**GOAL**
Swap "Locate" for "Find" throughout the items below, keeping every other word the same, and leave the pictures out of your answer.

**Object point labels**
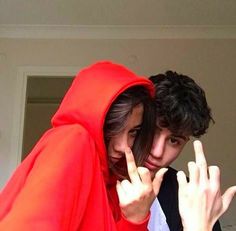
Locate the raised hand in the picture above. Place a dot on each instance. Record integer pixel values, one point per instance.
(200, 200)
(137, 195)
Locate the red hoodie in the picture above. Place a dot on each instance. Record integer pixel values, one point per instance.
(64, 183)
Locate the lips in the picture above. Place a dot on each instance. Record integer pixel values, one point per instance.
(151, 166)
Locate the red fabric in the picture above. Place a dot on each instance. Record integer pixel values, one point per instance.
(64, 183)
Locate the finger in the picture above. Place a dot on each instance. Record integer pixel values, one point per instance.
(145, 175)
(131, 166)
(214, 176)
(182, 181)
(120, 192)
(156, 183)
(228, 197)
(127, 187)
(193, 173)
(200, 161)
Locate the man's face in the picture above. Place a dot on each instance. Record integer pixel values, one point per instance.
(166, 148)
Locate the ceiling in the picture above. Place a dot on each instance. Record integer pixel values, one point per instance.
(118, 12)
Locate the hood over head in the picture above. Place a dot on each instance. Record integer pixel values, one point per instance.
(90, 96)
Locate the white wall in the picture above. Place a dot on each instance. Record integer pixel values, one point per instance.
(210, 62)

**THE COMPLETED TASK**
Find the raised hand in the picture above. Place a dot on each instance. Record integer pixel values, one point per instance.
(200, 200)
(137, 195)
Find the red hoodie in the picture above. Place a dot on each instance. Record integer pixel values, one point per instance.
(64, 183)
Find the lips in the picture above. Place a dot on each instance. Record integer pixel values, one point per instance.
(151, 166)
Find the red fabric in the picture above. Place a dot on each instance. Record integer pixel values, one point per instance.
(64, 183)
Find the finger in the picture above. Place a dot on each instance. Record integer pixel values, one point per instance.
(145, 175)
(131, 166)
(214, 176)
(182, 181)
(120, 192)
(156, 183)
(228, 197)
(127, 187)
(193, 173)
(200, 161)
Find the man's face in the picture above. Place a dot on each instance. Record integer pixel values, one point per instance.
(166, 148)
Find the ceiling in the picture above. Place a dot on each instance. Record integer pixel values, one point per instance.
(118, 12)
Find the hood over head in the picture above. Place a dot on each instance. Record integer pixel values, one point per instance.
(90, 96)
Find the white wall in the picture above. Place a dot on each instance. Record integer pixel values, one point per instance.
(210, 62)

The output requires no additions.